◆ WHAT IS ASKED
Locate every line in the records below that contains the word "white" and copy each of those lines. Case counts.

◆ RECORDED DATA
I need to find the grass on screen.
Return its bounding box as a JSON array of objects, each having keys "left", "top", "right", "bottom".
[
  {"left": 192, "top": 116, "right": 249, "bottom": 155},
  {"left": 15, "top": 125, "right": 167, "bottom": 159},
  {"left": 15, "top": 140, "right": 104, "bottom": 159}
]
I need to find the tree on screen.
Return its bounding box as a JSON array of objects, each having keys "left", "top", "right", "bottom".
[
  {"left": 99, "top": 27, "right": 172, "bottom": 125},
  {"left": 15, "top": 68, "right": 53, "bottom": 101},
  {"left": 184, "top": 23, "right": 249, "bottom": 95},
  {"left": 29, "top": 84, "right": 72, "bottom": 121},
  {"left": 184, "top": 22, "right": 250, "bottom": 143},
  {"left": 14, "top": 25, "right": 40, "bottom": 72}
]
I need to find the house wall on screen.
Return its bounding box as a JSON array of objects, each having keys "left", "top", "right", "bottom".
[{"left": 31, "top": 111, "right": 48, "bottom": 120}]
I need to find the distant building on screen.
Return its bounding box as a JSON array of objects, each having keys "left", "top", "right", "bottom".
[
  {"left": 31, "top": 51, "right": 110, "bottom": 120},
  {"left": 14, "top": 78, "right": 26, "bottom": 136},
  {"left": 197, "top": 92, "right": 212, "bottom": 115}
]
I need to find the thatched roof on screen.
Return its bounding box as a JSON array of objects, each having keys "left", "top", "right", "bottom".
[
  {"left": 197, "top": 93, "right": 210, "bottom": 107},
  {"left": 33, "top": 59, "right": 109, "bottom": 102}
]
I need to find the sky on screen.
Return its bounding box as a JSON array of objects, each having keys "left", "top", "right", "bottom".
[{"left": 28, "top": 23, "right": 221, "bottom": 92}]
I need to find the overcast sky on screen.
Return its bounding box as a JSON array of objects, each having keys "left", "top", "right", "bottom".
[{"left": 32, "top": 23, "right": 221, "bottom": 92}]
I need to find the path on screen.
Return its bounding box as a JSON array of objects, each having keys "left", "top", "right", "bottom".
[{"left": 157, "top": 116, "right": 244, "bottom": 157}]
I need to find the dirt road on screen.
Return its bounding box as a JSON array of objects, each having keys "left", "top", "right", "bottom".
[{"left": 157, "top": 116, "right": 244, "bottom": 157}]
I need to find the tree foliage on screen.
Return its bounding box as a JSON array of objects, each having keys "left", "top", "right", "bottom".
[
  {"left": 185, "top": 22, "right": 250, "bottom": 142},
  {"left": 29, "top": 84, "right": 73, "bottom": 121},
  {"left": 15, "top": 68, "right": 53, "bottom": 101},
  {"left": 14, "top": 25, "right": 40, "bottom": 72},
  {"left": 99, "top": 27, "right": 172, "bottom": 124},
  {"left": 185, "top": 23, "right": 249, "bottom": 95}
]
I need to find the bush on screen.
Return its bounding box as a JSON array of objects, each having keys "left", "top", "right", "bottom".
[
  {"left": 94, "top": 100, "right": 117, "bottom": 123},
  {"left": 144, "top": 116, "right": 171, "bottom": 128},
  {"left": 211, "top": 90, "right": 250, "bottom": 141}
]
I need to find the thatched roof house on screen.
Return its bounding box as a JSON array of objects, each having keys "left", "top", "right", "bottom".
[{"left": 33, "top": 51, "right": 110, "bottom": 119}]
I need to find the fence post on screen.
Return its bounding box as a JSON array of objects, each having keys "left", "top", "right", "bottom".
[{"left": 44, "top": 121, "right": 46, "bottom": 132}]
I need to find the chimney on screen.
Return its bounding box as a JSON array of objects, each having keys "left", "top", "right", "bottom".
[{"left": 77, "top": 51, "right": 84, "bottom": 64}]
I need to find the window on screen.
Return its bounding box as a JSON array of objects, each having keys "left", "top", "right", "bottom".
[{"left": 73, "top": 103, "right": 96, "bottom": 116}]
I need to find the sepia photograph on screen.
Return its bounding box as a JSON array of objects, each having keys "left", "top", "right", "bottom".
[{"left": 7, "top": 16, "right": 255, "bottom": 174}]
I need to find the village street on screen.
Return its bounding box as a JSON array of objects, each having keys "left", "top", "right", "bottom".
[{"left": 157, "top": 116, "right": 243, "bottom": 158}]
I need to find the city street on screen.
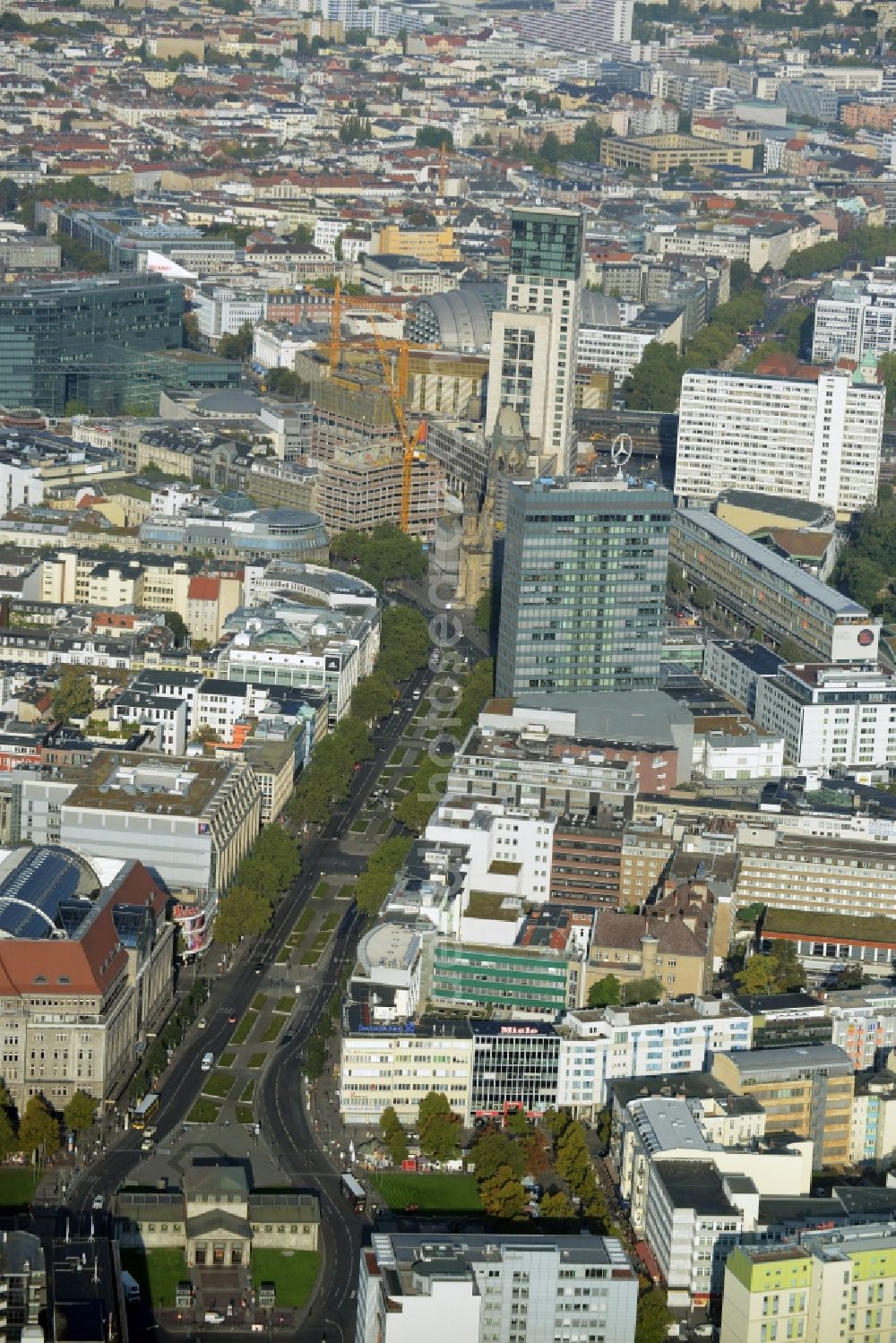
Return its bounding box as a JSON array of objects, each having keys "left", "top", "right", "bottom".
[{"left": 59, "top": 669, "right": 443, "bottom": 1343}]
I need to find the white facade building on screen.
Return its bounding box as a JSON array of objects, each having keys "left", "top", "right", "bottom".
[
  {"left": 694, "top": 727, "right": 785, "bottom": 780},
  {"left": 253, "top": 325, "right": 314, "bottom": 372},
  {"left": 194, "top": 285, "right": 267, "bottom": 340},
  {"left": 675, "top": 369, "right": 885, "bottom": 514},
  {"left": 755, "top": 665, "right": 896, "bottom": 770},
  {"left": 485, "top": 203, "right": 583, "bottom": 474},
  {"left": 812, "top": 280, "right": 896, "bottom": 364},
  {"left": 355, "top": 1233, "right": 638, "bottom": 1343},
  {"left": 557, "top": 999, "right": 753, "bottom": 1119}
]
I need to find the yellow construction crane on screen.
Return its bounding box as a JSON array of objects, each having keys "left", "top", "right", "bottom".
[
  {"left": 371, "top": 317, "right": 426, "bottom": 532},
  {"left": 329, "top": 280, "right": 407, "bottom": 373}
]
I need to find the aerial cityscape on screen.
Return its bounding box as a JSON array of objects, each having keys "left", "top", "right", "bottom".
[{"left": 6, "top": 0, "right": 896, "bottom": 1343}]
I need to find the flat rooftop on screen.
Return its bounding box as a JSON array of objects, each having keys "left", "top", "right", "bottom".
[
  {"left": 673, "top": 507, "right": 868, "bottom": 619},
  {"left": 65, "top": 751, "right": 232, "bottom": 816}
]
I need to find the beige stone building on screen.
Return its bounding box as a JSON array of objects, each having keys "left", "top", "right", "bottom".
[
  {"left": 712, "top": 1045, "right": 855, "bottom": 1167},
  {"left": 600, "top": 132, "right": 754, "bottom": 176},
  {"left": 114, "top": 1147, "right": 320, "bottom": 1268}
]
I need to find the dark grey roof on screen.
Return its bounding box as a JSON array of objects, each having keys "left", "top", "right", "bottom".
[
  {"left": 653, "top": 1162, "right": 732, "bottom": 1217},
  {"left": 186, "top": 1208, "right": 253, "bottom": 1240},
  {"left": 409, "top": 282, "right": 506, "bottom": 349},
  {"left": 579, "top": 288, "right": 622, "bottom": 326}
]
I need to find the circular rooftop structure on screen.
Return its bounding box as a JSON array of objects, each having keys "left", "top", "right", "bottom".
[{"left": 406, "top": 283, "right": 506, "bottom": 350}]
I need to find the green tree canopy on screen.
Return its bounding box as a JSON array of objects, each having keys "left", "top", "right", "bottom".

==

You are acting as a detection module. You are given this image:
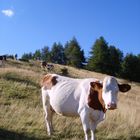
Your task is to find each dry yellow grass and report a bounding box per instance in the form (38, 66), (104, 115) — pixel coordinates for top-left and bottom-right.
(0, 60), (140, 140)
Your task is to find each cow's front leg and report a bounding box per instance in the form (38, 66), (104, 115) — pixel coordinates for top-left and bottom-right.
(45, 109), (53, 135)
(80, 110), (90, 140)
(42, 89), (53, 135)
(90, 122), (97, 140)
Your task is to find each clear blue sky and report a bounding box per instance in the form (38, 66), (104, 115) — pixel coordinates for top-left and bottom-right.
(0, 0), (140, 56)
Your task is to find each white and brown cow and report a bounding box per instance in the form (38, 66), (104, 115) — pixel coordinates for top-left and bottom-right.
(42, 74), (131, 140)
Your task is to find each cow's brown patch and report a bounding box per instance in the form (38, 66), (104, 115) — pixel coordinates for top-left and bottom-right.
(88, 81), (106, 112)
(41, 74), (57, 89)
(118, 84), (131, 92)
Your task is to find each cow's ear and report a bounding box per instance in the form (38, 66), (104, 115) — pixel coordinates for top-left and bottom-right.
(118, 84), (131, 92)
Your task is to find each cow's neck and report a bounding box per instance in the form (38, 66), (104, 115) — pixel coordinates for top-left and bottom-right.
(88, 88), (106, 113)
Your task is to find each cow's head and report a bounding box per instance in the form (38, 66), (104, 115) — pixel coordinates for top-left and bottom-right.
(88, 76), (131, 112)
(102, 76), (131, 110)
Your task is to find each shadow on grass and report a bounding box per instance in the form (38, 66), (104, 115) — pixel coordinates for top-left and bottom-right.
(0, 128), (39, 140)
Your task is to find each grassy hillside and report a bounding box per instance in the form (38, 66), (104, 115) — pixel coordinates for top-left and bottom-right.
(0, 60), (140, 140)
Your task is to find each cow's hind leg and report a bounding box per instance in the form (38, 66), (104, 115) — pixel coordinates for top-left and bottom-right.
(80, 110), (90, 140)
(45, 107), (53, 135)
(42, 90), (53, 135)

◆ THE SOLUTION
I need to find the white facade building on screen.
Your task is to find each white and brown cow and report a bounding box per instance in the form (38, 66), (104, 115) — pixel coordinates for top-left and bottom-right.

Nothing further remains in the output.